■ **Exercise requirements**
Recast every line of the entries below as a numbered list, leaving out any blank lines.

━━━ Exercise input

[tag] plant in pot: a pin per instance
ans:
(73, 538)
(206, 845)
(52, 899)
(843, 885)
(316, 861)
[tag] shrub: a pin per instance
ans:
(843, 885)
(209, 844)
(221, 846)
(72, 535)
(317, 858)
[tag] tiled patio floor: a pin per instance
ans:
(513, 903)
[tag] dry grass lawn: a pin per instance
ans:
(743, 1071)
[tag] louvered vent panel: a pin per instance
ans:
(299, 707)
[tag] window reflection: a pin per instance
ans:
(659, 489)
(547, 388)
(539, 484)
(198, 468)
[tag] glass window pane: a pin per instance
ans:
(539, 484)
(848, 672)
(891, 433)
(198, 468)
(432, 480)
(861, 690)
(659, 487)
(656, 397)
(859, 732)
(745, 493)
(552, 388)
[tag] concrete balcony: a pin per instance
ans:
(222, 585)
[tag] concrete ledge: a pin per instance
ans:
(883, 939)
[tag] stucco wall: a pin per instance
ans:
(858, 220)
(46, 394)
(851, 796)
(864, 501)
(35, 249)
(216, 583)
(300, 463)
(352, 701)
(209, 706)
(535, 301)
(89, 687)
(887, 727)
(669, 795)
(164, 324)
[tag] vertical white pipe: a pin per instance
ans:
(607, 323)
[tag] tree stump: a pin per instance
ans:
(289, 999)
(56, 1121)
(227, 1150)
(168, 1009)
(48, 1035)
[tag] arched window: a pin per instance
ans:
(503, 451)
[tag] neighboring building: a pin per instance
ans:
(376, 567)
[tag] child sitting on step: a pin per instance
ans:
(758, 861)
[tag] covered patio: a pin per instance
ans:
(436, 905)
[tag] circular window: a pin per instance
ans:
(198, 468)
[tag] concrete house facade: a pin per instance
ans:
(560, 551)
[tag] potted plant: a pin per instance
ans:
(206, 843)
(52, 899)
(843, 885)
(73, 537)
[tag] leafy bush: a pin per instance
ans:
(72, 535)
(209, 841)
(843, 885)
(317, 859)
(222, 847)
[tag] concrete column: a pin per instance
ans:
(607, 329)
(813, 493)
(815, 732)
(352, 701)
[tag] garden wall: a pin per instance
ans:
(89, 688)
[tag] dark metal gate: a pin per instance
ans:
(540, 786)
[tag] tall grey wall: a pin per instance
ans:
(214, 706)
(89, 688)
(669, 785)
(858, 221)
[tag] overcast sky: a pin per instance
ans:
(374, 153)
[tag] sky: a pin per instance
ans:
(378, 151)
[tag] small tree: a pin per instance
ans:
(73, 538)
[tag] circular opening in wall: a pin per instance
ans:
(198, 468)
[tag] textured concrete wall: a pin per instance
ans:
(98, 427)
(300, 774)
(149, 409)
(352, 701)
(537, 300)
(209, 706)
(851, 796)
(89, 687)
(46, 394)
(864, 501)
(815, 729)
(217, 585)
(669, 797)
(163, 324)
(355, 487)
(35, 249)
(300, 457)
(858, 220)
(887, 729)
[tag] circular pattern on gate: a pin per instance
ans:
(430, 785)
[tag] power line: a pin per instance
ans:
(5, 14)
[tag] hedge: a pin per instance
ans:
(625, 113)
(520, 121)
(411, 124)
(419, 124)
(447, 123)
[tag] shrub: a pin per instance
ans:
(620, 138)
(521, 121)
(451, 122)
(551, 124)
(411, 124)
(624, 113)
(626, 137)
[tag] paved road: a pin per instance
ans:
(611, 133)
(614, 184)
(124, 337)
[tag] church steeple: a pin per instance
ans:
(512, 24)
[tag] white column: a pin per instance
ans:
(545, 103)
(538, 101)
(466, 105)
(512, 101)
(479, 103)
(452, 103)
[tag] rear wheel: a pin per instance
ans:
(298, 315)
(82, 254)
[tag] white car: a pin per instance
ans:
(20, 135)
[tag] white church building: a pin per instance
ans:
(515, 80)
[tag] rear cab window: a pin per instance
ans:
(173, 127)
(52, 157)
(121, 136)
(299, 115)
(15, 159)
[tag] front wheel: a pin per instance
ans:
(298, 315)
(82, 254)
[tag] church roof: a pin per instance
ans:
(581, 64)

━━━━━━

■ **Answer to this problem**
1. [tag] plant in pot: a pin per instance
2. ans:
3. (73, 538)
4. (206, 845)
5. (52, 899)
6. (843, 885)
7. (316, 861)
8. [tag] shrub: a pin per instance
9. ans:
10. (843, 885)
11. (209, 844)
12. (221, 846)
13. (72, 535)
14. (317, 858)
15. [tag] tiled patio floor: a pin per instance
16. ans:
17. (513, 903)
18. [tag] dry grass lawn: a pin per instance
19. ans:
20. (743, 1071)
21. [tag] louvered vent panel: a pin per instance
22. ans:
23. (299, 707)
24. [tag] window reflection: a pin per instance
25. ans:
26. (659, 489)
27. (547, 388)
28. (539, 484)
29. (198, 468)
30. [tag] glass window pane: a pin per instance
31. ans:
32. (539, 484)
33. (848, 672)
34. (891, 433)
35. (198, 468)
36. (432, 480)
37. (861, 690)
38. (659, 487)
39. (656, 397)
40. (859, 732)
41. (745, 493)
42. (552, 388)
43. [tag] concrete balcony: a pin per instance
44. ans:
45. (222, 585)
46. [tag] concrete ledge: a pin per instance
47. ans:
48. (883, 939)
49. [tag] stucco wall: a pin per instance
50. ans:
51. (858, 220)
52. (46, 394)
53. (851, 796)
54. (864, 501)
55. (35, 249)
56. (216, 583)
57. (300, 463)
58. (352, 701)
59. (209, 706)
60. (535, 301)
61. (89, 687)
62. (887, 727)
63. (669, 795)
64. (164, 324)
65. [tag] vertical white pipe: a pin per instance
66. ans:
67. (607, 323)
68. [tag] tree stump: a pin per instance
69. ans:
70. (289, 999)
71. (56, 1121)
72. (227, 1150)
73. (168, 1009)
74. (48, 1035)
75. [tag] arched window: a pin per instance
76. ans:
77. (503, 451)
78. [tag] neighboring building: a pin per instance
79. ans:
80. (376, 567)
81. [tag] child sitting on step: a pin per instance
82. ans:
83. (758, 861)
84. [tag] covered patio: a pin per instance
85. ans:
86. (436, 905)
87. [tag] circular window: a pin per instance
88. ans:
89. (198, 468)
90. [tag] concrete house facade: a pin per instance
91. ans:
92. (560, 551)
93. [tag] potted plant: a pin per instance
94. ans:
95. (206, 843)
96. (52, 899)
97. (843, 885)
98. (73, 537)
99. [tag] leafy bush: a pin per instance
100. ans:
101. (72, 535)
102. (209, 841)
103. (843, 885)
104. (317, 859)
105. (222, 847)
106. [tag] concrete column: a pin per instance
107. ans:
108. (607, 329)
109. (813, 493)
110. (815, 732)
111. (352, 701)
112. [tag] garden wall: a pin per instance
113. ans:
114. (89, 688)
115. [tag] dark metal gate: a pin per instance
116. ans:
117. (540, 786)
118. [tag] tall grey wall: a pin per instance
119. ans:
120. (214, 706)
121. (89, 688)
122. (669, 785)
123. (858, 221)
124. [tag] overcast sky: a pin per instance
125. ans:
126. (374, 153)
127. [tag] sky: a pin per instance
128. ans:
129. (378, 151)
130. [tag] small tree: a pin per instance
131. ans:
132. (73, 538)
133. [tag] circular opening in wall: a pin per instance
134. ans:
135. (198, 468)
136. [tag] textured concrete wall: a pin per instance
137. ans:
138. (98, 427)
139. (300, 774)
140. (149, 409)
141. (352, 701)
142. (537, 300)
143. (209, 706)
144. (851, 796)
145. (89, 687)
146. (46, 394)
147. (864, 501)
148. (815, 729)
149. (217, 585)
150. (669, 797)
151. (163, 324)
152. (355, 487)
153. (35, 249)
154. (300, 457)
155. (858, 220)
156. (887, 729)
157. [tag] circular pattern on gate: a pin per instance
158. ans:
159. (430, 785)
160. [tag] power line: a pin per instance
161. ans:
162. (5, 14)
163. [tag] hedge: a pin per instance
164. ans:
165. (625, 113)
166. (520, 121)
167. (411, 124)
168. (419, 124)
169. (447, 123)
170. [tag] shrub: a pin per instance
171. ans:
172. (620, 138)
173. (521, 121)
174. (451, 122)
175. (551, 124)
176. (411, 124)
177. (624, 113)
178. (626, 137)
179. [tag] paved road: a pin per instance
180. ans:
181. (611, 133)
182. (614, 184)
183. (124, 337)
184. [tag] church steeple: a pin per instance
185. ans:
186. (512, 24)
187. [tag] white column: a pin per instance
188. ans:
189. (545, 103)
190. (538, 101)
191. (466, 105)
192. (512, 101)
193. (479, 103)
194. (452, 103)
195. [tag] rear wheel: a pin per instance
196. ans:
197. (298, 315)
198. (82, 254)
199. [tag] white car: a pin per instance
200. ans:
201. (20, 135)
202. [tag] white church building: a pin per instance
203. ans:
204. (515, 80)
205. [tag] rear cab window: a pin per instance
206. ans:
207. (173, 127)
208. (52, 157)
209. (121, 136)
210. (299, 115)
211. (15, 159)
212. [tag] front wheel: a pin per instance
213. ans:
214. (298, 315)
215. (82, 254)
216. [tag] church roof: a pin per instance
217. ans:
218. (581, 64)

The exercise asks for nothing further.